- [PROBLEM DETAILS]
Return every line of the records below word for word, leaving out the pictures.

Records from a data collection
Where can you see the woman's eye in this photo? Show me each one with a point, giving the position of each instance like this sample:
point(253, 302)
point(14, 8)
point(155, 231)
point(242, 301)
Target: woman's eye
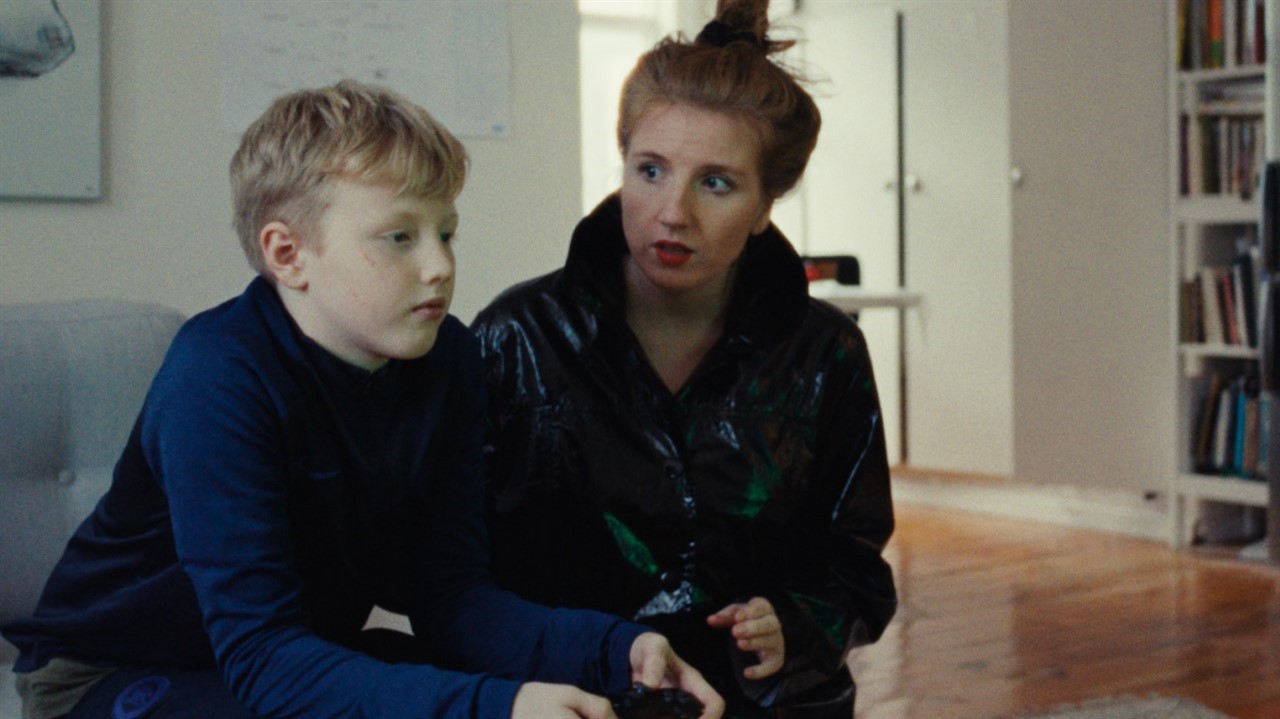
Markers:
point(718, 184)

- [ANSWER TO THIS EXERCISE]
Where can you see the woman's eye in this photo? Show me each one with a point, giving the position of each instance like this sample:
point(253, 302)
point(14, 8)
point(155, 231)
point(242, 301)
Target: woman's eye
Markers:
point(718, 184)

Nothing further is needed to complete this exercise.